===== EXCERPTED PASSAGE =====

Calculate closest to player
 

So in my Target Renegade I have more than two attackers on screen at once.

Anyone got a suggest for the most speedy way of working out an order of closeness taking into account both x and y distances?

I was thinking to sort by x+y (where x and y are the number of pixels away from the coordinators of the player) but if you have a bad guy 4,3 away and another 0,6 away then wrong one will be put top of the list!

Trying to avoid complicated maths that will take time!

Perhaps it could be a Pythagoras thing thinking about it as I type...

But then I'm into square roots which has got to be slow?

Except that you don't need to do the square root, just x * x + y * y, that's enough to sort by / search for the minimum.

Yes - I realised my stupidity as I thought about it - doh!

But thanks for confirming it for me. And if I want speed, I could always put the squares in a look up table but am guessing this won't be necessary?

I've got no idea what blitz basic will compile the two options down to, but I bet you could write a a test to see which is quickest in less than 30 minutes.

Probably more like 10 mins!

look-up tables (LUTs) are always faster than calculating but you could potentially end up with a 320x200 LUT (to cover all the x,y combinations). You could cut this to 160x100 by right-shifting the x,y values first to 1/2 them. I doubt that would make much difference to the accuracy of the game. Or you could, for example, clip x,y to 80x50 and then a 80x50 LUT is much more manageable - treat all enemies at distances greater than that the same.

=====

## [TO DO]
(1) In the thread about finding the attacker closest to the player, what calculation is said to be enough for sorting without taking a square root?
(2) In the closest-attacker thread, copy the part between "Calculate closest to" and "as I type...", inclusive, substituting "enemy" for "bad guy".
(3) Write the next reply in the forum thread on finding the attacker closest to the player, continuing after its final post.

===== EXCERPTED RECORDS =====

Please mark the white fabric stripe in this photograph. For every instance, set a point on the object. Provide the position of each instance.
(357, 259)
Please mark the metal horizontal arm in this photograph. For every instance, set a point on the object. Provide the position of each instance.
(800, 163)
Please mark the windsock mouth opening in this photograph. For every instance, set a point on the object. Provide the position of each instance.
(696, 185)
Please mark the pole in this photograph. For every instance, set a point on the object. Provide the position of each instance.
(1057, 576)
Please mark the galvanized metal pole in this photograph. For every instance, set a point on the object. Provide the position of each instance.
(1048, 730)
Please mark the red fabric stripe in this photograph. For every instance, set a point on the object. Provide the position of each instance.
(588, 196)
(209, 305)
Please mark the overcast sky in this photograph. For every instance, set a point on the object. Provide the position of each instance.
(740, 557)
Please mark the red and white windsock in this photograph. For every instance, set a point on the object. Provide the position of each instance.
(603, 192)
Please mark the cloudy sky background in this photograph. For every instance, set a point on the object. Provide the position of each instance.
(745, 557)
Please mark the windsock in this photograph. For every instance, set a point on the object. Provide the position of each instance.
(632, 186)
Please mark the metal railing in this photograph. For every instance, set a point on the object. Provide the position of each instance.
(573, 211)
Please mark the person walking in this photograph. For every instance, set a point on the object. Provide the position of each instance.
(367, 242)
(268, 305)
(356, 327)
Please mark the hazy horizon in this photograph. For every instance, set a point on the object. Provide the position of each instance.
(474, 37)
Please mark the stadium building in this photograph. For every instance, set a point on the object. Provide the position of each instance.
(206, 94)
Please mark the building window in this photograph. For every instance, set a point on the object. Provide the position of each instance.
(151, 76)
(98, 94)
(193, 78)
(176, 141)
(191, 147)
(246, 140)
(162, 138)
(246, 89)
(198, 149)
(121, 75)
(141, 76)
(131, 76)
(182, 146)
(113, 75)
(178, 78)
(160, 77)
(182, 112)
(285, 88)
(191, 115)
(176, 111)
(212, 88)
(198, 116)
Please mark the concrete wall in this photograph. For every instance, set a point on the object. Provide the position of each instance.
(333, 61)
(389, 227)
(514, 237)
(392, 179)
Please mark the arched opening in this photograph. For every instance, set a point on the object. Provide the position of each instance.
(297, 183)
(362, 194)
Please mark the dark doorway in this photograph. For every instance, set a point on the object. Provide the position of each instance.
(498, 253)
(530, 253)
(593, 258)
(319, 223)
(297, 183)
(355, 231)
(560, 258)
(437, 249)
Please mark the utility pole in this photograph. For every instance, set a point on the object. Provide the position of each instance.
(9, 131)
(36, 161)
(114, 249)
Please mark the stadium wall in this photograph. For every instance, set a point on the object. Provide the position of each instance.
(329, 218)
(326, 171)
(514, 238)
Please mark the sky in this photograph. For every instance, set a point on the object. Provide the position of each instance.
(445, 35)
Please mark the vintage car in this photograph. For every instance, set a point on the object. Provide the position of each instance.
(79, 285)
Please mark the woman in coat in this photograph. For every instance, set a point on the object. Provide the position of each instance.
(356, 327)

=====

## [PER-TASK OUTPUTS]
(1) x * x + y * y

(2)
Calculate closest to player
 

So in my Target Renegade I have more than two attackers on screen at once.

Anyone got a suggest for the most speedy way of working out an order of closeness taking into account both x and y distances?

I was thinking to sort by x+y (where x and y are the number of pixels away from the coordinators of the player) but if you have a enemy 4,3 away and another 0,6 away then wrong one will be put top of the list!

Trying to avoid complicated maths that will take time!

Perhaps it could be a Pythagoras thing thinking about it as I type...

(3)
I was thinking a look up table for squares of numbers as it is probably faster to retrieve a value from an array then calculate it. You'd (in theory) need the squares of 1 to 319 so the array would be 320 items. But saying that, with a maximum of 6 enemies on screen (possibly 5 - not quite sure) then you'd not be doing that many calculations to make it worth it?

Something to consider if I need to optimise later I think!

I looked at my old notes, and reading a value from a single dimension array is indeed faster than doing a single multiply.

But reading a value from a two dimensional array ( which looks like: MyArray (X,Y) ), is slower than multiply or even a division.

So if you make a LUT, then a single dimensional array is recommended.

And there is of course that old Basic trick to make single dimensional arrays behave like two dimensional arrays. So for example if you need store values for a 160*100 grid then simply make a single dimensional array with 16000 elements in it, and then use -1 and +1 to move in the X dimension and -100 and +100 to move in the Y dimension.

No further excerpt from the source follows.